• Text to read:
=-=-=

Indexing SQL Server Queries For Performance: Fixing Predicate Key Lookups

Make Things Fast


Our very lofty goal as query tuners is to make the time from request to result shorter. Sometimes that requires a bit of sacrifice on the server side:

  • Queries going parallel, using more CPU to reduce wall clock time
  • Queries using more memory to avoid spilling to disk
  • Queries using space in tempdb via a #temp table to store results
  • Queries having better indexes available to them for searching

Just about every query tuning technique requires sacrificing some resource on the server (and sometimes more than one resource) to achieve our very lofty goal.

The only exclusion is fixing some miserably-written query to bring it back to sensibility. That requires only a sacrifice on your side.

Indexes are not free rides, of course, though much of the cost attributed to them is overblown. I’m not here to give you license to add 100 indexes to a table, but I am giving you permission to judge indexes by quality (read vs write usage) over quantity.

Anyway, let’s look at some of my favorite index design patterns when I’m tuning queries for clients.

Many of the issues are going to contextually framed by issues with parameter sensitivity in order to exacerbate them. You may see similar bad judgement without parameter sensitivity, of course. Either the optimizer screws up some cardinality estimation, or you do something that screws up cardinality estimation for the optimizer. Common causes for that are local variables, table variables, non-SARGable predicates, overly complicated queries, etc.

I don’t write queries that do stupid things, except to show you when things are stupid.

In this post, I’m going to cover the fixing predicate key lookups! Because why not? We’re already here. Stuck together.

Forever.

Key Lookups In General


Key lookups represent a choice made by the optimizer between:

  • Clustered index scan
  • Nonclustered index seek/scan + Clustered index lookup

Lookups can be quite useful to avoid creating quite wide nonclustered index, but the optimizer is heavily biased against them. It does not like random I/O.

Typically lookups get chosen when a relatively small number of rows are expected to be retrieved from the nonclustered index.

Bad estimates in general, and self-inflicted bad estimates from the list above, can contribute to lookups being chosen inappropriately.

Also like I said above, parameter sensitivity is a very easy way to demonstrate the problem.

Before we go on though, let’s talk about the two things lookups can be assigned to do:

  • Retrieve columns from the clustered index that aren’t part of the nonclustered index definition
  • Evaluate predicates in the clustered index that aren’t part of the nonclustered index definition

Often, fixing lookups only to avoid retrieving columns is a last resort for me, because it can mean greatly expanding the number of columns included in a nonclustered index.

But fixing lookups that have predicates in them is quite appealing to me, because a good index should support locating and filtering as much data is possible for important queries.

Okay, now we can go on.

Predicate Key Lookups: Good


Let’s start with this index:

CREATE INDEX
    p
ON dbo.Posts
    (Score, CreationDate, PostTypeId)
WITH
    (SORT_IN_TEMPDB = ON, DATA_COMPRESSION = PAGE);
GO

And let’s start with this procedure:

CREATE OR ALTER PROCEDURE
    dbo.PredicateKeyLookup
(
    @Score integer,
    @CreationDate datetime,
    @PostTypeId integer,
    @OwnerUserId integer
)

=-=-=

• Task brief:
Rewrite the passage of the key lookup article that begins at the words "Key lookups represent" and stops after "being chosen inappropriately.", putting "query optimizer" wherever "optimizer" appears.

• Source material:

=-=-=

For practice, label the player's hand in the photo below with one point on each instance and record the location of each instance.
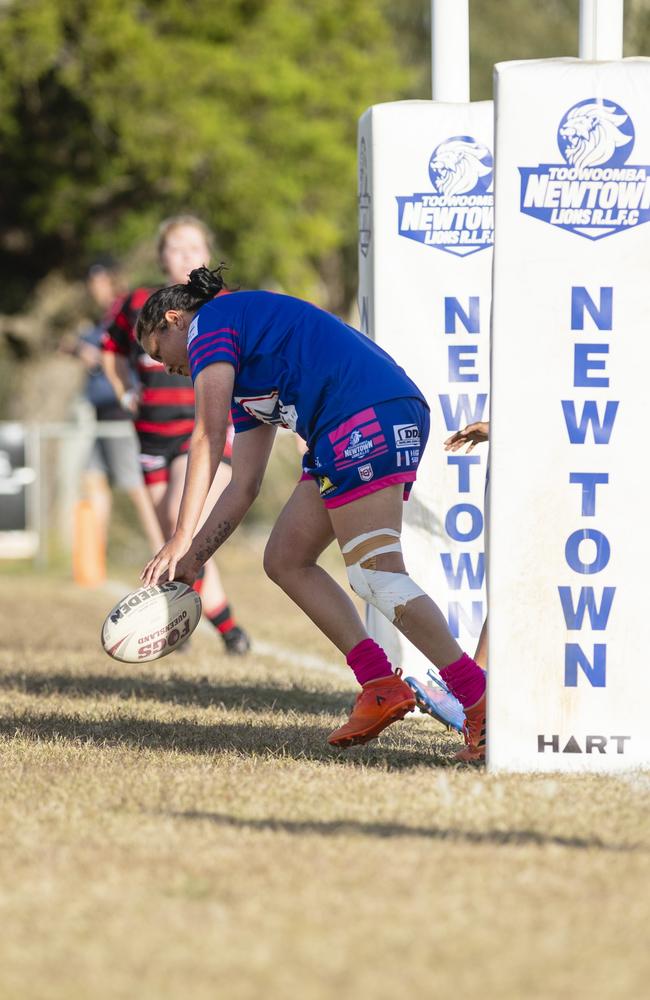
(164, 563)
(187, 569)
(471, 435)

=-=-=

• Expected answer:
Key lookups represent a choice made by the query optimizer between:

  • Clustered index scan
  • Nonclustered index seek/scan + Clustered index lookup

Lookups can be quite useful to avoid creating quite wide nonclustered index, but the query optimizer is heavily biased against them. It does not like random I/O.

Typically lookups get chosen when a relatively small number of rows are expected to be retrieved from the nonclustered index.

Bad estimates in general, and self-inflicted bad estimates from the list above, can contribute to lookups being chosen inappropriately.